## What is being asked
Rescale all the lines below by writing every one of them out again, requests included, with each point coordinate in the answers multiplied by 1.55 and rounded to the nearest whole number, halves going up.

## Material
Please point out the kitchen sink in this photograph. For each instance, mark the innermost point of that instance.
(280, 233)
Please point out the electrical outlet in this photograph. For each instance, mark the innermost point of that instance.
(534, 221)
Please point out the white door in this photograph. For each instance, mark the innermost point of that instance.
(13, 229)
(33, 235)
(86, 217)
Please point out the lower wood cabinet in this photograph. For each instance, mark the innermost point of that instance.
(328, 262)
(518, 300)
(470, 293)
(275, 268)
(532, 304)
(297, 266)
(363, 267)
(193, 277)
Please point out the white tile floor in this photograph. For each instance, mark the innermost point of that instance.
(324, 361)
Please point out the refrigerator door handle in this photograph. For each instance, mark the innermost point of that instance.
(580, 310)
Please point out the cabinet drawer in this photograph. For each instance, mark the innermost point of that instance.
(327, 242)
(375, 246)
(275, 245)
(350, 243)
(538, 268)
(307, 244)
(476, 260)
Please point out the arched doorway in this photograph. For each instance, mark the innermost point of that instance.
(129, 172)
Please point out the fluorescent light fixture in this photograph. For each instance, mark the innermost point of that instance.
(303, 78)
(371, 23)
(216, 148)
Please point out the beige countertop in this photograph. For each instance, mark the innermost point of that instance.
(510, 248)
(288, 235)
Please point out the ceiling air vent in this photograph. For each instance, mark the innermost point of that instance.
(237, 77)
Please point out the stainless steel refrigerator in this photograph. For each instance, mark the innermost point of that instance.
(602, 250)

## Response
Please point out the kitchen sink in this photograph. For each instance, mark the innermost point of that instance.
(434, 361)
Please point out the electrical outlet in this photograph. For each instance, mark the innermost point of that instance.
(828, 343)
Please point out the white door in this photograph. For each instance, mark the innermost point of that instance.
(20, 355)
(51, 364)
(133, 336)
Please point out the lower wood cabinet in this photograph. For each instance, mark the innermost point of that instance.
(508, 406)
(803, 465)
(729, 454)
(426, 415)
(825, 471)
(460, 412)
(563, 414)
(299, 429)
Please point out the white tile floor in this photograph. For each instance, mark the innermost point of that instance.
(502, 560)
Please point out the refrigerator door handle in this photograph. For each instance, mark the innermost point of that instance.
(899, 481)
Please point out the cabinet drawer in this photograph. For each instance, mark the innermost point of that instance.
(507, 375)
(581, 381)
(426, 380)
(543, 377)
(834, 415)
(476, 378)
(738, 403)
Please point out the arched doorway in this photograph. For each instance, mark the innermost point of that instance.
(200, 267)
Please point out the fluorescent light fixture in this photograph. For each instance, mark the innermost point of that instance.
(470, 121)
(575, 36)
(335, 229)
Please point out the beige countertop in this photograph. For each instance, mark the innermost point of that instance.
(791, 384)
(446, 364)
Please point out the ceiling air vent in this photograph. For each instance, mark the innermost point of that instance.
(367, 119)
Please point out the stainless steel refrigerator in this photograph. For each instance, mark the innermost point of that instance.
(933, 388)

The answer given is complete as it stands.